Je crois que tu es devenu, assez rapidement, un bon ami de Sam Lay (très grand batteur de l’histoire du blues de Chicago, il reste aussi connu pour sa participation au groupe The Paul Butterfield Blues Band ainsi qu’à sa collaboration avec Bob Dylan période « Highway 61 Revisited« , nda)...
Oui, je l'ai rencontré alors qu'il était le batteur de James Cotton. Il l'a quitté afin de monter sa propre formation que j‘ai intégrée. C'était un excellent leader pour moi !
L'ambiance était géniale, les filles venaient nous voir après les concerts... C'était vraiment un bon groupe au sein duquel officiaient aussi Louis Myers et Johnny Twist aux guitares et Earnest Johnson à la basse. Bref, beaucoup de pointures qui se produisaient, par ailleurs, avec les plus grands noms du Chicago Blues.
De quelle manière as-tu intégré le groupe Commander Cody and His Lost Planet Airmen ?
C'est une chose intéressante parce que je venais du monde du blues...
Détroit, dans le Michigan, était une ville qui bougeait beaucoup. Il s'y passait beaucoup de choses...
Cela est, notamment, lié au fait qu'on y trouve une très grande Université. J'y ai rencontré beaucoup de musiciens et, parmi eux, un certains nombre ne juraient que par la country music et voulaient en jouer. En les entendant, j'ai trouvé cela très "fun" et agréable à écouter.
Des souvenirs de chansons de mon enfance sont alors revenus à ma mémoire. George Frayne (aux claviers, dit Commander Cody) et John Tichy (à la guitare) ont fait remonter beaucoup de choses en moi...
Ils m'ont, à nouveau, sensibilisé à cette musique que j'avais complètement oubliée. Nous avons commencé à jouer ensemble et c'est devenu merveilleux...
Nous nous sommes, très vite, installés en Californie où de nouveau musiciens se sont joints à nous dont mon complice Lance Dickerson ainsi que Buffalo Bruce.
--------------------------------
→ **Énoncé a**:
Recopiez le passage de l'entretien depuis « L'ambiance était géniale, les » jusqu'à « monde du blues... » inclus.
L'entretien n'a aucun lien avec les lignes.

→ **Les lignes**:
--------------------------------
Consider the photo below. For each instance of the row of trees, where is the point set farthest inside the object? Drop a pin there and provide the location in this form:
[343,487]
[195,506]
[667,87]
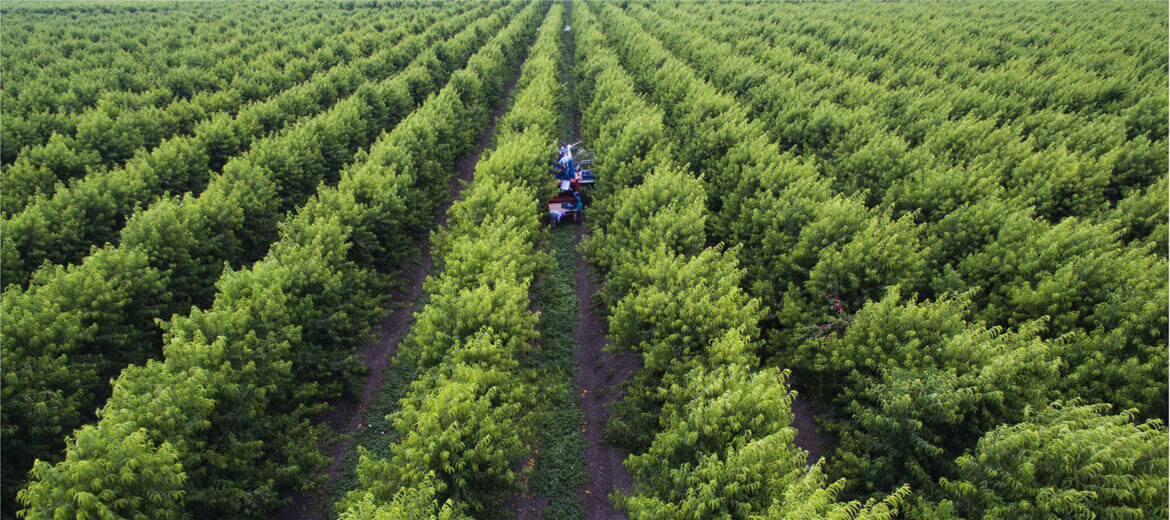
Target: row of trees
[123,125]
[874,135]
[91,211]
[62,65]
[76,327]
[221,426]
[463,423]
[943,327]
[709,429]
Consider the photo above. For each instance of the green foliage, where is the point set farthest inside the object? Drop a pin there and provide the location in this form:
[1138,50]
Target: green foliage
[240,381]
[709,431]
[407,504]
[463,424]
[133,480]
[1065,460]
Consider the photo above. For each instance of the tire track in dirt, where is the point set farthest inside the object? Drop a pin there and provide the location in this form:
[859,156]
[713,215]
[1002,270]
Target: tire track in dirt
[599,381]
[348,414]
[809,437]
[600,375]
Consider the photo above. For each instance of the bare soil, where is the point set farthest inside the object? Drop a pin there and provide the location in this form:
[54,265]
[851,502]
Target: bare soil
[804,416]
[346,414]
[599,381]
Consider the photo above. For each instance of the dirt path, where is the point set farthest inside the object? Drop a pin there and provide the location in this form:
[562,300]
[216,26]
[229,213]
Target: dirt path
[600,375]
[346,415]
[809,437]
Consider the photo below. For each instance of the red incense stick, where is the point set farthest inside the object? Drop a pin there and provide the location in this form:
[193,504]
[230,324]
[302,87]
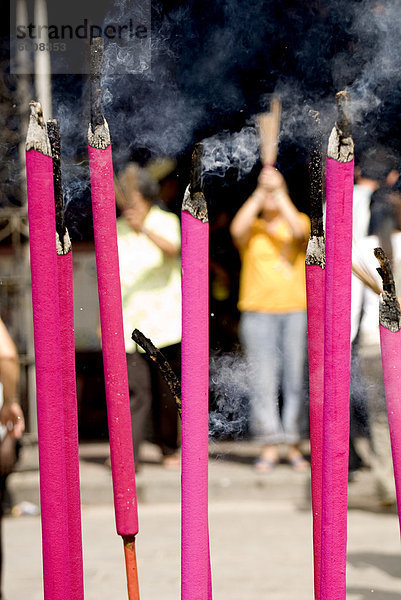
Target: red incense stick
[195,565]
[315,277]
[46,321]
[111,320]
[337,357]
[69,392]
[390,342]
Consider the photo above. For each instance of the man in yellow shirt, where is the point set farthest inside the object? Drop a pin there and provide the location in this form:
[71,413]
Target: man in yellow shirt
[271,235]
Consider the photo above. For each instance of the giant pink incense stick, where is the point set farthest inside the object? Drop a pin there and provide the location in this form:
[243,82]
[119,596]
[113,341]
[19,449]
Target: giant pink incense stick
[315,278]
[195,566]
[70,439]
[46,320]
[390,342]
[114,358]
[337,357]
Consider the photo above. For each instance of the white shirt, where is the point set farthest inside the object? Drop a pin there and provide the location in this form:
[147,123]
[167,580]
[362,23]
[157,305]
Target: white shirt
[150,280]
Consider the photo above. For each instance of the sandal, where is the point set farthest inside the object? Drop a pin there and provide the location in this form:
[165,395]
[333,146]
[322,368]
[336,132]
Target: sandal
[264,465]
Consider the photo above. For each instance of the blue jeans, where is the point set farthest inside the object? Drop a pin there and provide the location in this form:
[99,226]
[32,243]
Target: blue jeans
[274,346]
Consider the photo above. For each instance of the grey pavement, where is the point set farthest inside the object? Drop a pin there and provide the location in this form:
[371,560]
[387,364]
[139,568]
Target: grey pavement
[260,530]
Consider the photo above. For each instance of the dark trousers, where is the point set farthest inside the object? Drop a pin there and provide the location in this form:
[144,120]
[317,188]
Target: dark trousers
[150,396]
--------------------------------
→ **Énoncé b**:
Relevez chaque ligne contenant la chaîne « jeans », en tenant compte de la casse.

→ **Résultat a**:
L'ambiance était géniale, les filles venaient nous voir après les concerts... C'était vraiment un bon groupe au sein duquel officiaient aussi Louis Myers et Johnny Twist aux guitares et Earnest Johnson à la basse. Bref, beaucoup de pointures qui se produisaient, par ailleurs, avec les plus grands noms du Chicago Blues.
De quelle manière as-tu intégré le groupe Commander Cody and His Lost Planet Airmen ?
C'est une chose intéressante parce que je venais du monde du blues...

→ **Résultat b**:
Consider the photo above. For each instance of the blue jeans, where is the point set farthest inside the object? Drop a pin there and provide the location in this form:
Target: blue jeans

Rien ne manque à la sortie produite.